Kısa alıştırma 1: Aşağıdaki mahkeme kararı şu ifadeleri doğruluyor mu: (a) Davanın konusu tazminattır. (b) Kararın yazılma tarihi, istinaf karar tarihiyle aynı gündür. (c) İncelenen kararı veren mahkeme Konya Asliye Ticaret Mahkemesidir. Her biri için evet ya da hayır deyin ve karardaki belirleyici ifadeyi olduğu gibi alıntılayın.

::: Kaynak metin

Emsal Mahkeme Kararı Konya Bölge Adliye Mahkemesi 3. Hukuk Dairesi 2021/729 E. 2021/1018 K. 12.07.2021 T.

Görüntülediğiniz mahkeme kararı kesinleşmiş bir karardır.

T.C. KONYA BAM . HUKUK DAİRESİ
T.C.
KONYA
BÖLGE ADLİYE MAHKEMESİ
. HUKUK DAİRESİ

DOSYA NO :
KARAR NO :
KARAR TARİHİ : 12/07/2021

T Ü R K M İ L L E T İ A D I N A
İ S T İ N A F K A R A R I

BAŞKAN : … (…)
ÜYE : … (…)
ÜYE : … (…)
KATİP : … (…)

İNCELENEN KARARIN
MAHKEMESİ : KONYA . ASLİYE TİCARET MAHKEMESİ
KARAR TARİHİ : 22/12/2020
NUMARASI : Esas Karar

DAVACILAR : 1- … – … …
2- … – …
3- … – … …
4- … – … …
VEKİLİ : Av. … –
DAVALI : 1- … – … …
VEKİLİ : Av. …
DAVALI : 2- … – …
VEKİLİ : Av. …
DAVANIN KONUSU : Tazminat
İSTİNAF KARAR TARİHİ : 12/07/2021
KARARIN YAZILMA TARİHİ : 13/07/2021

Yukarıda bilgileri yazılı mahkemece verilen karara ilişkin istinaf talebi üzerine mahkemece dosya istinaf incelemesi yapılmak üzere dairemize gönderildiğinden yapılan ön inceleme ve incelemeyle heyete tevdi olunan dosyanın gereği görüşülüp aşağıdaki karar verilmiştir.

::::::
::: Veri kümesi

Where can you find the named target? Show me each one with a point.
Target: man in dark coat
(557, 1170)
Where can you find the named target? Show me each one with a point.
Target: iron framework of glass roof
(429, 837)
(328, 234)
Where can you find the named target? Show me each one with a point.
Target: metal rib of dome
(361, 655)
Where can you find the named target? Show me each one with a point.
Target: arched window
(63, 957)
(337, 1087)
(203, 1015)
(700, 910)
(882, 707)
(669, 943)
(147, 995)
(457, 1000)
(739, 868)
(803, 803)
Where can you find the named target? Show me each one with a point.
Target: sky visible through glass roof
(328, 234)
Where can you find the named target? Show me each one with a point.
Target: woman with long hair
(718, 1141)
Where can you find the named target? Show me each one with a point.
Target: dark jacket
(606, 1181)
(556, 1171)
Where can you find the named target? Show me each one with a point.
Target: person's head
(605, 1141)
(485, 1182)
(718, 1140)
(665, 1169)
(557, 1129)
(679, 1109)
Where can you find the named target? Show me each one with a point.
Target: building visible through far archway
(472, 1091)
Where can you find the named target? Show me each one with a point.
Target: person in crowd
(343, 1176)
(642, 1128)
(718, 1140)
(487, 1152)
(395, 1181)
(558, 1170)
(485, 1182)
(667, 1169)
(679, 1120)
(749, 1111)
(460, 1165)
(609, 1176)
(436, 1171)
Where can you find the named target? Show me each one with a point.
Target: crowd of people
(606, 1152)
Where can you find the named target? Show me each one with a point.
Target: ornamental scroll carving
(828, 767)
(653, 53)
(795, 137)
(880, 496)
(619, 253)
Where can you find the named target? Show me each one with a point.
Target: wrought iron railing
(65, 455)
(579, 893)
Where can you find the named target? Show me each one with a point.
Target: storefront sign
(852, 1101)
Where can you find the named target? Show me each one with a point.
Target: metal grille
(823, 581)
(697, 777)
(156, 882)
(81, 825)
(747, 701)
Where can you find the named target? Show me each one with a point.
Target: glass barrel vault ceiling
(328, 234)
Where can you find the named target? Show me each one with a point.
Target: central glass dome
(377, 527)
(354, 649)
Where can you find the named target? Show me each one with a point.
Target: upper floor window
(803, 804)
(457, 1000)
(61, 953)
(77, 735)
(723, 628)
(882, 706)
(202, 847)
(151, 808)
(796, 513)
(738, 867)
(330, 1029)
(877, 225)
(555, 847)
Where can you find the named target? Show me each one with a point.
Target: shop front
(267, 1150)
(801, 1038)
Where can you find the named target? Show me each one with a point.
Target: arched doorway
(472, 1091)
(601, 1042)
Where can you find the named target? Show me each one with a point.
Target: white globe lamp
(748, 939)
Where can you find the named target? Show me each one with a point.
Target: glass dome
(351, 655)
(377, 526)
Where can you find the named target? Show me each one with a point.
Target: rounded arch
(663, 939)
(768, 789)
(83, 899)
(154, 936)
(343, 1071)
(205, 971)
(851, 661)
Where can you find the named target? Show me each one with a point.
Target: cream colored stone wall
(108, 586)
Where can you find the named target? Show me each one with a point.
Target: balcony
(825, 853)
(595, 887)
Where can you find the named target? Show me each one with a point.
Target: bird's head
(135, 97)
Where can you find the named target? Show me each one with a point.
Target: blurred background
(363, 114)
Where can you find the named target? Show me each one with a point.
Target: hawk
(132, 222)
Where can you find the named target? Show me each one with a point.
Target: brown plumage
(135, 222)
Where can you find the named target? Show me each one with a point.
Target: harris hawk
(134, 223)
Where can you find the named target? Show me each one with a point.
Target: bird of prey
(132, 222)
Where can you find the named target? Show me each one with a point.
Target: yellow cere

::::::

Kısa alıştırma 2: Kayıtların ilk satırından "(556, 1171)" geçen satıra kadar, iki uç da dahil olmak üzere, bütün satırları aynen yeniden yazar mısınız?

Çıktı 1:
(a) Evet: "DAVANIN KONUSU : Tazminat"
(b) Hayır: "KARARIN YAZILMA TARİHİ : 13/07/2021"
(c) Evet: "MAHKEMESİ : KONYA . ASLİYE TİCARET MAHKEMESİ"

Çıktı 2:
Where can you find the named target? Show me each one with a point.
Target: man in dark coat
(557, 1170)
Where can you find the named target? Show me each one with a point.
Target: iron framework of glass roof
(429, 837)
(328, 234)
Where can you find the named target? Show me each one with a point.
Target: metal rib of dome
(361, 655)
Where can you find the named target? Show me each one with a point.
Target: arched window
(63, 957)
(337, 1087)
(203, 1015)
(700, 910)
(882, 707)
(669, 943)
(147, 995)
(457, 1000)
(739, 868)
(803, 803)
Where can you find the named target? Show me each one with a point.
Target: sky visible through glass roof
(328, 234)
Where can you find the named target? Show me each one with a point.
Target: woman with long hair
(718, 1141)
Where can you find the named target? Show me each one with a point.
Target: dark jacket
(606, 1181)
(556, 1171)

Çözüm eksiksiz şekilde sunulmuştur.